- _Instructions_:
a - In the study overview below, decide whether each statement agrees with the text, answering yes or no and quoting the deciding words exactly: (i) Law No 23/2004 deals with domestic violence. (ii) Ilmi Idrus belongs to the School of Demography at ANU. (iii) Syariah law restricting women's mobility applies in fewer than 50 Indonesian districts.
b - Using the study overview below, answer each question on its own line, labeled (i) to (iii):
(i) With which institution is Jamhari Makruf affiliated?
(ii) In what month and year did the UN praise Indonesia?
(iii) Under Law No 12/2006, until what age do the children described have the right of dual citizenship?

- _Text extract_:
***
Gender and reproductive health study

Integrating gender and reproductive health issues in the Indonesian national school curricula: Challenges for Moslem societies

Researchers

Iwu Dwisetyani Utomo, School of Demography, ANU
Peter McDonald, School of Demography, ANU
Ariane J Utomo, School of Demography, ANU
Anna Reimondos, School of Demography, ANU
Terence Hull, School of Demography, ANU
Ida Rosyidah, Islamic State University, Jakarta
Jamhari Makruf, Islamic State University, Jakarta
Tati Hartimah, Islamic State University, Jakarta
Ilmi Idrus, Hassanudin University-South Sulawesi

Introduction

In August 2007, the UN praised Indonesia for the promulgation of Law No 21/2007 on Human Trafficking, Law No 12/2006 on Citizenship (children from Indonesian mothers whose fathers are non-citizens have the right of dual citizenship until they reach 18 years old), and Law No 23/2004 on Domestic Violence. Nevertheless, development does not yield equal benefits for women and men. Important government positions and parliamentary membership are still strongly dominated by men. The incidence of violence against women and sexual harassment and crimes against women and the girl child remain high. Gender gaps in education and wages persist and there are many laws that contain disadvantageous gender biases. An important new consideration is the rise of fundamentalist Islam and its impact on young people and the implementation of Syariah law restricting women's mobility in more than 56 districts in Indonesia.
***
- _Information given_:
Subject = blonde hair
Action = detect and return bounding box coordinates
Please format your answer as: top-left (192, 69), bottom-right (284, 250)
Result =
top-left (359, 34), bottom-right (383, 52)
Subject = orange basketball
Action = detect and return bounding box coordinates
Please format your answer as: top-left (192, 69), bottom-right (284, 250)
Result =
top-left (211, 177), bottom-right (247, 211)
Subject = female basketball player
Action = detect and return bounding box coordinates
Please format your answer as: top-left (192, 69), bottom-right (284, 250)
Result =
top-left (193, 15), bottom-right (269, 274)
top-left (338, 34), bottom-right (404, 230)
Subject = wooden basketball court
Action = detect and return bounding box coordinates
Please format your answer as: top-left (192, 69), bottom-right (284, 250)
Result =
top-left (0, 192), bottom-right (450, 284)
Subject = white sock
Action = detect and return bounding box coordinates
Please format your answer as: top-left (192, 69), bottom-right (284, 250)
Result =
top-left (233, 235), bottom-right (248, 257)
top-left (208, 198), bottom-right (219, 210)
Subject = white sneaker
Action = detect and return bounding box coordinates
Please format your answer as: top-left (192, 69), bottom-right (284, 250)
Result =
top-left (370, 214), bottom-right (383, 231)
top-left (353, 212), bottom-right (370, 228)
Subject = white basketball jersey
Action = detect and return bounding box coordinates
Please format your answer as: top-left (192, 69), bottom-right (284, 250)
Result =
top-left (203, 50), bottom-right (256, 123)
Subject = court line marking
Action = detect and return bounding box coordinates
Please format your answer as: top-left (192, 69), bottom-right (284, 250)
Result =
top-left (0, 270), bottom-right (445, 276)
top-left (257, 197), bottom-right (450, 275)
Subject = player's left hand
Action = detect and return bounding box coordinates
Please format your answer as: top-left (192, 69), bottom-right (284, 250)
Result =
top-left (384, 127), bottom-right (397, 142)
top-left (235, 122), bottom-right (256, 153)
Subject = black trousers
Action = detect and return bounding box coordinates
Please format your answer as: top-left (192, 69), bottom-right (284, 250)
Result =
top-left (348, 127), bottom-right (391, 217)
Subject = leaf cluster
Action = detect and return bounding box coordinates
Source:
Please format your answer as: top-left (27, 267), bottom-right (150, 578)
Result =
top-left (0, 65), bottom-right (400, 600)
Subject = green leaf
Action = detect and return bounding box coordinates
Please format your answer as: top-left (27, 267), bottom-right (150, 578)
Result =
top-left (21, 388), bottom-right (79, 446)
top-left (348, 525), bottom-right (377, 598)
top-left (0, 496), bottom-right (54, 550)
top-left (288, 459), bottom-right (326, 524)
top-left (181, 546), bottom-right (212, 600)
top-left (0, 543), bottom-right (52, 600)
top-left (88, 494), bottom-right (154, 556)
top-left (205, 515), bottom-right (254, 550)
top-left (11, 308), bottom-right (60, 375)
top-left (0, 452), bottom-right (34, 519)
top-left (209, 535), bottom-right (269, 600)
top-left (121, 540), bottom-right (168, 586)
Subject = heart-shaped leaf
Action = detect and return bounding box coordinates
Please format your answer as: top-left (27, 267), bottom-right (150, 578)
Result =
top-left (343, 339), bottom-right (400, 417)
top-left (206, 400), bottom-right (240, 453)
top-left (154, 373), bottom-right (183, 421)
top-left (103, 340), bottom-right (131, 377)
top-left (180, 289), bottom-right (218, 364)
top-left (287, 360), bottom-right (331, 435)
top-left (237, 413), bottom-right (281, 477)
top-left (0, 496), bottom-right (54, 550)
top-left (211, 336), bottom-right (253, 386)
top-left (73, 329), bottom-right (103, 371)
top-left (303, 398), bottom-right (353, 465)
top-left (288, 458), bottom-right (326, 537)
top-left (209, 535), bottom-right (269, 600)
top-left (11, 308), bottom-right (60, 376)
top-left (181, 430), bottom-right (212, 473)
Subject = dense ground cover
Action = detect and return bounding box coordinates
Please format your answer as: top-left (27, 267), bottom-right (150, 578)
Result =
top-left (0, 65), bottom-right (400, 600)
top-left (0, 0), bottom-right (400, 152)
***
- _Solved problems_:
a -
(i) Yes: "Law No 23/2004 on Domestic Violence"
(ii) No: "Ilmi Idrus, Hassanudin University-South Sulawesi"
(iii) No: "in more than 56 districts in Indonesia"

b -
(i) Islamic State University, Jakarta
(ii) August 2007
(iii) Until they reach 18 years old